* _Problem to work on_: Retype the entries. Match them exactly.

* _Data for this task_:
+ + + +

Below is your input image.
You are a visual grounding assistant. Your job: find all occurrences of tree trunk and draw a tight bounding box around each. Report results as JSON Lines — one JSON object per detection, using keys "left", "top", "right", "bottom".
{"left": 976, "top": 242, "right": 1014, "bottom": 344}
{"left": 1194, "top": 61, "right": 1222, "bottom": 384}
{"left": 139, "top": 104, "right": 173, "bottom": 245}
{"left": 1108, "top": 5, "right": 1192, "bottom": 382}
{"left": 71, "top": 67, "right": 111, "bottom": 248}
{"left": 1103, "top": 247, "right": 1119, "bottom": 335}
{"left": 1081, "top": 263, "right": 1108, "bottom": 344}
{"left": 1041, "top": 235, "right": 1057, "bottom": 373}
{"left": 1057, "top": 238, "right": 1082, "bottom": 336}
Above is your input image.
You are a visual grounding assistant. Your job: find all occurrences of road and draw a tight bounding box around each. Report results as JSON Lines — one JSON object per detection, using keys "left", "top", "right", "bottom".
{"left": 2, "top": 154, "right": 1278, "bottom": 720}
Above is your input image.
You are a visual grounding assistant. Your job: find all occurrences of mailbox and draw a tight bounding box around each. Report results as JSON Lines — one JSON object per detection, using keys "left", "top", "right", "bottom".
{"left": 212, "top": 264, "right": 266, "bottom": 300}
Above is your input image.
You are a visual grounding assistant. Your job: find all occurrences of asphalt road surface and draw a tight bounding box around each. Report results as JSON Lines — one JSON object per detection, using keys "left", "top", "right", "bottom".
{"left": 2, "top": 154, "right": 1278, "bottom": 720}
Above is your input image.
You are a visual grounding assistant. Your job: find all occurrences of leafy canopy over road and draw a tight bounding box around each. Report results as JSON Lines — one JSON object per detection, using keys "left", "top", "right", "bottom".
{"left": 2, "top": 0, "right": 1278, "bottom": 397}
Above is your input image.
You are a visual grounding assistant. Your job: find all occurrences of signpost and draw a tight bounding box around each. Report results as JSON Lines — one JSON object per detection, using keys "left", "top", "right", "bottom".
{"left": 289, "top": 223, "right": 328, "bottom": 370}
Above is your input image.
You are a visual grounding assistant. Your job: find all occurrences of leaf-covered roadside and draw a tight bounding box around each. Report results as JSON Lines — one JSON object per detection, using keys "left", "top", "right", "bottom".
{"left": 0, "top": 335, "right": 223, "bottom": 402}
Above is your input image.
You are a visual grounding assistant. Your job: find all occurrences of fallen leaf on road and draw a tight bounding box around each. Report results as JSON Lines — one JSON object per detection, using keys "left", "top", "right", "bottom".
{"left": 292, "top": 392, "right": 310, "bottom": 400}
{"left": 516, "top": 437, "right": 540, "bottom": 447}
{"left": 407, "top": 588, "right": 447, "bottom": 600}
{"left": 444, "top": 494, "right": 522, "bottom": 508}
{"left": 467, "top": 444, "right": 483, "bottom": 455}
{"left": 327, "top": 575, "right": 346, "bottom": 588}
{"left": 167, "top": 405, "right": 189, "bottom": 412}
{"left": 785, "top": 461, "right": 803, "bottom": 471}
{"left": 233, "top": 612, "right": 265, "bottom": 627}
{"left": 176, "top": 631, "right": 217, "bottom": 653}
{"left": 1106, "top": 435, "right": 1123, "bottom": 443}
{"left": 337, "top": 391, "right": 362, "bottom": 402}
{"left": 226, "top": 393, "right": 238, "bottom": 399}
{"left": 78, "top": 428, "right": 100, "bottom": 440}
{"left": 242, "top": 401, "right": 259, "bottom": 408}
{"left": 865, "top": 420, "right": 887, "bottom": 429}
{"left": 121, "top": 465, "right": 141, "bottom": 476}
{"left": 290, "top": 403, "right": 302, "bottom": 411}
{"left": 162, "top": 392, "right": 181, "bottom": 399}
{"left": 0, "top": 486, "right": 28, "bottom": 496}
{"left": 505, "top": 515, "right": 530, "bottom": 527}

+ + + +

* _Solved problem_:
Below is your input image.
You are a visual grounding assistant. Your job: find all occurrences of tree trunk and draw a tight bounding box around each. Report results as JSON Lines — one JSON object per detection, using keys "left", "top", "right", "bottom".
{"left": 976, "top": 242, "right": 1014, "bottom": 344}
{"left": 1194, "top": 61, "right": 1222, "bottom": 384}
{"left": 139, "top": 104, "right": 173, "bottom": 245}
{"left": 1108, "top": 5, "right": 1192, "bottom": 382}
{"left": 71, "top": 67, "right": 111, "bottom": 248}
{"left": 1103, "top": 247, "right": 1119, "bottom": 335}
{"left": 1081, "top": 263, "right": 1108, "bottom": 344}
{"left": 1041, "top": 235, "right": 1057, "bottom": 373}
{"left": 1057, "top": 238, "right": 1082, "bottom": 336}
Above is your input image.
You are a visual grounding assistant. Your job: find all occurrences of road and draw a tight bounding box around each. Report results as JSON Lines — one JSON object per detection, using keys "left", "top", "right", "bottom".
{"left": 2, "top": 154, "right": 1278, "bottom": 720}
Above is your input image.
You are a visual grounding assistant. Your job: find all occurrences of mailbox and draw a tight bounding box around each. Report results as JSON Lines — one JSON object per detection, using keys "left", "top", "right", "bottom".
{"left": 212, "top": 264, "right": 266, "bottom": 300}
Above is your input image.
You are a visual grounding assistant. Your job: find all occurrences of asphalt road surface and draw a tight bounding box around each. Report results as JSON Lines — one JSON object per detection, using keys "left", "top", "right", "bottom".
{"left": 2, "top": 154, "right": 1278, "bottom": 720}
Above is your input image.
You are a visual grounding assistant. Your job: find all occurrences of leafy canopy over road and draw a tight bounding box around each. Report results as JSON Lines — one JSON object per detection, using keys "left", "top", "right", "bottom".
{"left": 2, "top": 0, "right": 1278, "bottom": 397}
Above is your input image.
You are a visual grounding assistant. Your job: find all occurrences of signpost and draw a tight bounding box around each. Report results as JSON Lines — one JSON object per detection, using keys "left", "top", "right", "bottom".
{"left": 289, "top": 223, "right": 328, "bottom": 370}
Above is your input image.
You are a visual grounding assistant. Your job: find all occurrences of leaf-covered roadside and draw a tight bounding box around each. Report results as JSON Lines — one JSON object per detection, using keys "left", "top", "right", "bottom".
{"left": 0, "top": 335, "right": 223, "bottom": 402}
Above is your input image.
You are a visual grounding assistant. Your job: find all occurrences of fallen leaf on road and draw a tight bounding box around each. Report results as JSON Lines — one JSON object per detection, using keys "left", "top", "right", "bottom".
{"left": 292, "top": 392, "right": 310, "bottom": 400}
{"left": 516, "top": 437, "right": 540, "bottom": 447}
{"left": 407, "top": 588, "right": 447, "bottom": 600}
{"left": 444, "top": 494, "right": 522, "bottom": 508}
{"left": 467, "top": 444, "right": 483, "bottom": 455}
{"left": 327, "top": 575, "right": 346, "bottom": 588}
{"left": 167, "top": 405, "right": 189, "bottom": 412}
{"left": 785, "top": 461, "right": 803, "bottom": 471}
{"left": 233, "top": 612, "right": 265, "bottom": 627}
{"left": 176, "top": 631, "right": 217, "bottom": 653}
{"left": 1106, "top": 435, "right": 1123, "bottom": 443}
{"left": 337, "top": 391, "right": 362, "bottom": 402}
{"left": 226, "top": 393, "right": 238, "bottom": 399}
{"left": 78, "top": 428, "right": 100, "bottom": 440}
{"left": 242, "top": 401, "right": 259, "bottom": 408}
{"left": 865, "top": 420, "right": 887, "bottom": 429}
{"left": 121, "top": 465, "right": 141, "bottom": 476}
{"left": 290, "top": 403, "right": 302, "bottom": 411}
{"left": 162, "top": 392, "right": 181, "bottom": 399}
{"left": 0, "top": 486, "right": 28, "bottom": 496}
{"left": 505, "top": 515, "right": 530, "bottom": 527}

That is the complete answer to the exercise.